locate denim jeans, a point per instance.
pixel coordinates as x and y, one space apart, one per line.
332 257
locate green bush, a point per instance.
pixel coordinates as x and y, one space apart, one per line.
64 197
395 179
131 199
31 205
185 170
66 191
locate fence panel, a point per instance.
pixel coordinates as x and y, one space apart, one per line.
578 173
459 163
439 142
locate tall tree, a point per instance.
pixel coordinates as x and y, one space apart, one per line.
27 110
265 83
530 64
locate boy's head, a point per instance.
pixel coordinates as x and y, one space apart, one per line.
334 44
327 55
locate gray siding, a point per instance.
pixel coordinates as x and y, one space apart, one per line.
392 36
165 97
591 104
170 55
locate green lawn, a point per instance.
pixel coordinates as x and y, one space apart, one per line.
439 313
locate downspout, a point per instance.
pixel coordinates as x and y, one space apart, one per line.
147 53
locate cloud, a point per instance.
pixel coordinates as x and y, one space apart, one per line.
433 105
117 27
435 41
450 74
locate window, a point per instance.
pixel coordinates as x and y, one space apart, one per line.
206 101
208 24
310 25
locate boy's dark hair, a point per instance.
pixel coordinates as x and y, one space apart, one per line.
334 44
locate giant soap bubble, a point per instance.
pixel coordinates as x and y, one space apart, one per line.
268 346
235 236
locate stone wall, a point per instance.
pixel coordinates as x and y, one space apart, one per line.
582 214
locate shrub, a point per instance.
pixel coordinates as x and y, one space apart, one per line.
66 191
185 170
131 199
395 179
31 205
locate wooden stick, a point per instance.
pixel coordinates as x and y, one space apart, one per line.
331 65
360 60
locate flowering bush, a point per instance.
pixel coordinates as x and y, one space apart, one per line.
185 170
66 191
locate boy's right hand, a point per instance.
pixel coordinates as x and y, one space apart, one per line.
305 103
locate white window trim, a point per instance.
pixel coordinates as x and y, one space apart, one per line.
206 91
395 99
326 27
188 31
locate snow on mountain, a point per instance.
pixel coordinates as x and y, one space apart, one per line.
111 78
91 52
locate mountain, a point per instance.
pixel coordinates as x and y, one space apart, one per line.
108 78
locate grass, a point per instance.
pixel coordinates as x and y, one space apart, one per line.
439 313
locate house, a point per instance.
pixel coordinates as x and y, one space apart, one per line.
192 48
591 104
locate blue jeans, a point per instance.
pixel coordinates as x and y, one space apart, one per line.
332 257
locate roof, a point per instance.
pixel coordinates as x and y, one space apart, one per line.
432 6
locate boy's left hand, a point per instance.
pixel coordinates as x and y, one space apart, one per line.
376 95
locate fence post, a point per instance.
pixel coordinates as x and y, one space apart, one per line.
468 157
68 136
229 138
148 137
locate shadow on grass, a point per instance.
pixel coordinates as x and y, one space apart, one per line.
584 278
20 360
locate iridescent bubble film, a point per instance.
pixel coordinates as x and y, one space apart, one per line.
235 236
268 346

> **What to do**
Begin with the top line of the material and go as far as the line with "locate stone wall, a point per instance.". Set down those lines exactly, both ends included, and nothing more.

> **Reply to the exercise**
locate denim jeans, a point per instance.
pixel coordinates as x and y, one space apart, one per line.
332 257
locate green bush, a point per instance.
pixel coordinates as x and y, one space apart, one per line.
64 197
395 179
131 199
31 205
185 170
66 191
locate fence panel, a point per instance.
pixel coordinates as x and y, one space apart, one per line.
578 173
459 163
439 142
locate tall tree, a point per instance.
pixel coordinates as x and y, one space apart, one per line.
27 110
265 83
530 64
locate boy's head, a point per instance.
pixel coordinates as x and y, one space apart, one per line.
334 44
327 55
locate gray siding, a point per instance.
pixel coordinates as x and y, one space apart, one per line.
392 36
165 97
591 104
170 55
locate green lawn, a point per instance.
pixel coordinates as x and y, one space apart, one per line.
439 313
locate downspout, a point per instance.
pixel coordinates as x and y, one space apart, one per line.
147 53
locate cloud, a point per instance.
pixel coordinates as x and y, one space apart, one per line.
433 105
117 27
435 41
450 74
locate window, a point per instance.
pixel coordinates as x and y, one space apart, one per line.
206 101
208 24
310 25
locate boy's dark hair, a point per instance.
pixel coordinates as x and y, one space apart, one per line.
334 44
locate giant soap bubble, a point per instance.
pixel coordinates as x and y, one space apart, one per line.
268 346
235 236
locate stone wall, a point per instance.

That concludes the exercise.